Directive ::
Reproduce the records verbatim, starting at the line that contains "Every instance of the weed" and ending at the end of the records, with both ends included. Omit the pictures from your reply.
_____
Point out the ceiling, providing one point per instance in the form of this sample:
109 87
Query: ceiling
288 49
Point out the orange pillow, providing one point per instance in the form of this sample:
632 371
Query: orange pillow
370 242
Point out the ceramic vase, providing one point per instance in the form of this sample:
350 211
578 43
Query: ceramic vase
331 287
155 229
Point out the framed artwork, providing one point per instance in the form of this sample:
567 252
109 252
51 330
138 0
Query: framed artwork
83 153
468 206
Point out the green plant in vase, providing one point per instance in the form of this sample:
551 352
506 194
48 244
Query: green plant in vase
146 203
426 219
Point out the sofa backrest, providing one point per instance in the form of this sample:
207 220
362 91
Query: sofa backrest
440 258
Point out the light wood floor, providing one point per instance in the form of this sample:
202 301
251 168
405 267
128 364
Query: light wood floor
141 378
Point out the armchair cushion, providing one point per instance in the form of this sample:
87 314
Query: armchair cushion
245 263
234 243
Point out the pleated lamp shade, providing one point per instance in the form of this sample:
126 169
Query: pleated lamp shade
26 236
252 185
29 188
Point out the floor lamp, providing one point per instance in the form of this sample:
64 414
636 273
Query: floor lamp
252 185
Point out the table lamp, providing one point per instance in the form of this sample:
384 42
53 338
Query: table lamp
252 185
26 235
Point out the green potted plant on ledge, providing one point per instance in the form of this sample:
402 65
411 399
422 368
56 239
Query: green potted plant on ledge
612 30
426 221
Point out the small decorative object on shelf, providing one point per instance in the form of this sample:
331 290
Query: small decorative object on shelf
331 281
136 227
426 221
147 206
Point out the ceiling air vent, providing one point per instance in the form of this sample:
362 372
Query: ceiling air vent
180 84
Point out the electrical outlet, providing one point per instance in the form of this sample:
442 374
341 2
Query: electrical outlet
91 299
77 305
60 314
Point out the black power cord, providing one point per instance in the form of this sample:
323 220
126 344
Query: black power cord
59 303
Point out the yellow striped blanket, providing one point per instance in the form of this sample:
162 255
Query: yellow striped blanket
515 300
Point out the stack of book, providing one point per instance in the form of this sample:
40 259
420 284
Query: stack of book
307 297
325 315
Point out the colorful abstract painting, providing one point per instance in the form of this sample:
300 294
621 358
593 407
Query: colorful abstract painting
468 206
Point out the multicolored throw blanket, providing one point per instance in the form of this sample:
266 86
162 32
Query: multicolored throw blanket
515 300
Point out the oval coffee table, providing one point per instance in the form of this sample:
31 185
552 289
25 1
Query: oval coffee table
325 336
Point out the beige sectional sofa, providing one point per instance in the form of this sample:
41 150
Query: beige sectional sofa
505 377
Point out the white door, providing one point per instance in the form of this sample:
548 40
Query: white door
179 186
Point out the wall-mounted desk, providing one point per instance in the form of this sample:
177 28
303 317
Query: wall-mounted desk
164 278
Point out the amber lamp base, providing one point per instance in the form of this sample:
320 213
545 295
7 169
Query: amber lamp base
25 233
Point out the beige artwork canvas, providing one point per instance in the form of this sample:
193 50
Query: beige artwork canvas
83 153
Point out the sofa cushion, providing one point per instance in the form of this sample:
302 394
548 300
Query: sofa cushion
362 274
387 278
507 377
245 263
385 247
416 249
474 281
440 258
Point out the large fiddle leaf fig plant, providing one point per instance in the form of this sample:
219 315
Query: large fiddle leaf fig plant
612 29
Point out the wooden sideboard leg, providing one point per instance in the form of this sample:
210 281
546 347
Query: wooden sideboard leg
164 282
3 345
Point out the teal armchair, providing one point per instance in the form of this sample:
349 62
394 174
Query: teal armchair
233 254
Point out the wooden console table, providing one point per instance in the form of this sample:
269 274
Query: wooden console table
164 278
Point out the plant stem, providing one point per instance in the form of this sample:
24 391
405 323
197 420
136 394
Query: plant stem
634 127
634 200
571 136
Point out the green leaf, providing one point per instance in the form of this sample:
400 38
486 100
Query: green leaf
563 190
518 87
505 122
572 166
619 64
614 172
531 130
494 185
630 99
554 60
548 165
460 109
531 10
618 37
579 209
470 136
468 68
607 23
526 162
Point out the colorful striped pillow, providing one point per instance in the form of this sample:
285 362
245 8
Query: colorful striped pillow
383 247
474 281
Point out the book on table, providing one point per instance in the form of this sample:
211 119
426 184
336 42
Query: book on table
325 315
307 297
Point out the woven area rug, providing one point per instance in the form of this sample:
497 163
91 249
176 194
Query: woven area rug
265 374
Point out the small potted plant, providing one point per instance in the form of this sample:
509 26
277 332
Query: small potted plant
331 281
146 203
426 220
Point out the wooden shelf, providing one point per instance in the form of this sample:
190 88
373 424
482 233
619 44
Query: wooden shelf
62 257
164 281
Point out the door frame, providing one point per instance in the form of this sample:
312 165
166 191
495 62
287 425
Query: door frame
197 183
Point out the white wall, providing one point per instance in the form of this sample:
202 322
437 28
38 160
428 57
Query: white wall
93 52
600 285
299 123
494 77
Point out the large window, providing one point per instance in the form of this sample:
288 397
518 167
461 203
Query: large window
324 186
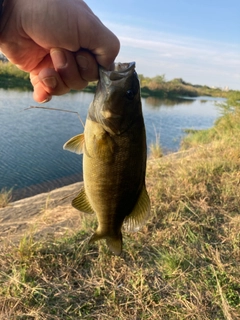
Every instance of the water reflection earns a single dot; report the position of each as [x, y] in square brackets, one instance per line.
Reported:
[31, 141]
[157, 102]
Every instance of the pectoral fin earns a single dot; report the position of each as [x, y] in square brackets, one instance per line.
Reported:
[104, 147]
[140, 214]
[75, 144]
[81, 202]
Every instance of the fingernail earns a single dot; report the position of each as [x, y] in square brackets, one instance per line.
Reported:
[59, 59]
[46, 100]
[82, 62]
[50, 82]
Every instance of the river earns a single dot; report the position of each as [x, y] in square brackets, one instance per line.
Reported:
[31, 156]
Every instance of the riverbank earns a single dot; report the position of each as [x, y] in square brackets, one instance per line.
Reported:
[185, 261]
[13, 78]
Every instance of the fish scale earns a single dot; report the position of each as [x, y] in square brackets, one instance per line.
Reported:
[114, 157]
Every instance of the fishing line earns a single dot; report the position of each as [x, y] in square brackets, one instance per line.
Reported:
[56, 109]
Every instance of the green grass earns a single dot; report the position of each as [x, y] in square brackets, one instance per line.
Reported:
[5, 197]
[13, 78]
[184, 264]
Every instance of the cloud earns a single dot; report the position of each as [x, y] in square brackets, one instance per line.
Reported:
[195, 60]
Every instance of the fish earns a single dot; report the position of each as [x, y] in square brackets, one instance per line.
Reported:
[114, 151]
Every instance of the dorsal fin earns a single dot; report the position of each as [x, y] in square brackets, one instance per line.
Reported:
[81, 202]
[140, 213]
[75, 144]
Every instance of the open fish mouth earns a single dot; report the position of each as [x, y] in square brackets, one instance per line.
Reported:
[117, 71]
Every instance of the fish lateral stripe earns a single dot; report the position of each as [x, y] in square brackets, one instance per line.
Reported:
[75, 144]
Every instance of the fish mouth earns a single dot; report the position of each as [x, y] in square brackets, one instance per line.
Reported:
[117, 71]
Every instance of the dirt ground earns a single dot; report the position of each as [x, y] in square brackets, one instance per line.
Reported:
[44, 215]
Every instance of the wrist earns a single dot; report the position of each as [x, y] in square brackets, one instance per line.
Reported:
[1, 7]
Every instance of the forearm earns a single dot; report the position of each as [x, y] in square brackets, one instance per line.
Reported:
[1, 7]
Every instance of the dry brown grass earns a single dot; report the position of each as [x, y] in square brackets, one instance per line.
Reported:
[5, 197]
[184, 264]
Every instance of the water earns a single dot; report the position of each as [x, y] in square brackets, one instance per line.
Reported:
[31, 156]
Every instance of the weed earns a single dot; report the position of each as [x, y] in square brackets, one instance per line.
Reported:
[5, 197]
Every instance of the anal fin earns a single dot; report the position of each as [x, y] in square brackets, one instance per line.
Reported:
[140, 213]
[114, 243]
[81, 202]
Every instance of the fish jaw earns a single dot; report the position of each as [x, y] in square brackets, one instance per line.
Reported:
[117, 100]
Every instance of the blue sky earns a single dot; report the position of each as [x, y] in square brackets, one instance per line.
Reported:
[198, 41]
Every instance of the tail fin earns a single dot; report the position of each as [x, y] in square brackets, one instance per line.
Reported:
[114, 243]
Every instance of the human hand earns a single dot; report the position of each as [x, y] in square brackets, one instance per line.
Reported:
[60, 43]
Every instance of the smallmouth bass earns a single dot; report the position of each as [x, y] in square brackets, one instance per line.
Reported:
[114, 157]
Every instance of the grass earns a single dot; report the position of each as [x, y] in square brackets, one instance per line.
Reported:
[13, 78]
[5, 197]
[184, 264]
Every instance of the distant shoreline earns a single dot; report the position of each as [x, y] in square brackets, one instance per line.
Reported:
[13, 78]
[47, 186]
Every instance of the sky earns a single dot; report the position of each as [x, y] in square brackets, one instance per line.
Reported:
[196, 40]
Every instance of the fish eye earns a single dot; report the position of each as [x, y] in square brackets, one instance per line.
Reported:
[130, 94]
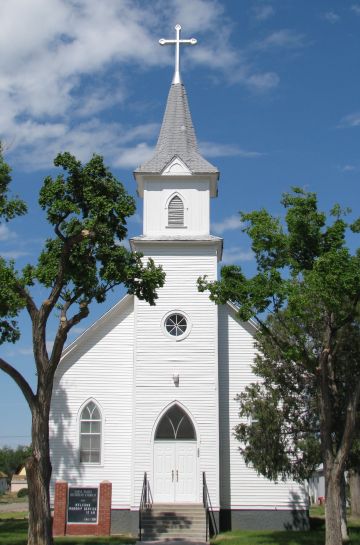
_____
Answer to the exercise ::
Every instance of the weed earns a single dot; report the position of each as [x, y] in square brackets, one instance per line.
Reported:
[5, 197]
Every instance of the anal fin earns a single dot; report the position of each as [x, y] in square brackets, one instance per line.
Reported:
[140, 213]
[114, 243]
[81, 202]
Every instance of the fish jaw earns a single dot; report the position of each as [x, y] in square brackets, one instance per line.
Reported:
[117, 100]
Every instance of the blue sky earns a single dot; report the position of each as [x, y] in square brackets, one instance per line.
Reported:
[198, 41]
Every instance of the tail fin earns a single dot; report the position of each as [x, y] in square brackets, one instance per line.
Reported:
[114, 243]
Every instance of the human hand earns a single dot; report the position of each as [x, y] in square brackets, one instance per line.
Reported:
[60, 43]
Every instance of the smallmouth bass earns a single dot; report the position of each as [x, y] in square brackets, one instance per line.
Reported:
[114, 157]
Every instance of the grass earns a single dot; report the position of each as [x, y] in square brackets, one instance per line.
Reported:
[13, 78]
[5, 197]
[184, 264]
Every instance of the distant shoreline earns a single dot; report the position of each as [x, y] in square brackets, one instance per line.
Reported:
[13, 78]
[47, 186]
Every instance of the sky earns a single dot; report the position of each as [x, y] in square brackets, one instance per line.
Reported:
[196, 40]
Every instance of the fish eye earns a single dot; report the position of each as [x, y] in square brackets, one instance per line.
Reported:
[130, 94]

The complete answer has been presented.